▶ _Task objective_:
Tally the lines in the records below that contain the word "black", matching case exactly, and give only the number.

▶ _Data in this exercise_:
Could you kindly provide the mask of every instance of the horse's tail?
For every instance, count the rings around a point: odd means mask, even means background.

* * *

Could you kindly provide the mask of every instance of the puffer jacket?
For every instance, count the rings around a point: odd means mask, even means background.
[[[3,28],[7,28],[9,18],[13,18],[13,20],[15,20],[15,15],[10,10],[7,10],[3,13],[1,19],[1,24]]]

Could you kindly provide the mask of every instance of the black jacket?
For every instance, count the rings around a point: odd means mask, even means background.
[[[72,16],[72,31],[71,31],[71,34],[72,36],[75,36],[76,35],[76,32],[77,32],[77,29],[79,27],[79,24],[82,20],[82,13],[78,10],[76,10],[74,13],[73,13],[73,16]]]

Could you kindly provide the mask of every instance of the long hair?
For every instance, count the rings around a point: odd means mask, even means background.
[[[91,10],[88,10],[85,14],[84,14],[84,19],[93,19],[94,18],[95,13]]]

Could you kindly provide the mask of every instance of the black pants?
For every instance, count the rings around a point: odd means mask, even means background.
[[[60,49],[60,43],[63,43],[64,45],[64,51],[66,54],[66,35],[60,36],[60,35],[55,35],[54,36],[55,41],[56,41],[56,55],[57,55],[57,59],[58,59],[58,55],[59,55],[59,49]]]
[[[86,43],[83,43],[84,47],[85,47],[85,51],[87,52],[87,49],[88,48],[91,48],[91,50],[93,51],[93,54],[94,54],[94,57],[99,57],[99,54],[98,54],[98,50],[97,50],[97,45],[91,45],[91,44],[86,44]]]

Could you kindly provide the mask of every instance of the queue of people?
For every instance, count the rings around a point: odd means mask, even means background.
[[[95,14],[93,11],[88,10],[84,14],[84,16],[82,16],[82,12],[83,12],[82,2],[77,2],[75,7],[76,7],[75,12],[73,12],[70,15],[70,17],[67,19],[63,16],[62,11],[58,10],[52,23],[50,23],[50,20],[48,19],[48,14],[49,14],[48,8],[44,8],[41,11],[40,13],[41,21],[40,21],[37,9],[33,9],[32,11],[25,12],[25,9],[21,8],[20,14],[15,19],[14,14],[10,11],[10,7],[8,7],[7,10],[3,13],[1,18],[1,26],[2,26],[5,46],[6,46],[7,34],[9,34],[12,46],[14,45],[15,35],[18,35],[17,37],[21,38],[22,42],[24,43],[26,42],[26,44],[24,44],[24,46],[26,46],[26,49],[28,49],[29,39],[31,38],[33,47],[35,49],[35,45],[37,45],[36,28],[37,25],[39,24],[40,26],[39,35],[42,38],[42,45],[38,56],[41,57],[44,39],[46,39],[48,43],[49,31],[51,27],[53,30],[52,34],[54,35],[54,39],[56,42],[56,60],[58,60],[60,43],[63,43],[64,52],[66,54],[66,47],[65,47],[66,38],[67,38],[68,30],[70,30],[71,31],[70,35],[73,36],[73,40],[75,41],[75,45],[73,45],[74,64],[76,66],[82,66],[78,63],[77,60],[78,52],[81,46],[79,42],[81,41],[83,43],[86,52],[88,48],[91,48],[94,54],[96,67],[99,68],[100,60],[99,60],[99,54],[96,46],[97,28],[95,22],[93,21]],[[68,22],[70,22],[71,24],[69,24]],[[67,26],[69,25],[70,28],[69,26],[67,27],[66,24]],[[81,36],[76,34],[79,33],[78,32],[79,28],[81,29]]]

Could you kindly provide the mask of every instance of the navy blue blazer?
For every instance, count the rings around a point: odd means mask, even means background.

* * *

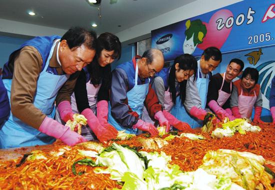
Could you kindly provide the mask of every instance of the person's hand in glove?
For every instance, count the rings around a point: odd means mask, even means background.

▶ _Full answer_:
2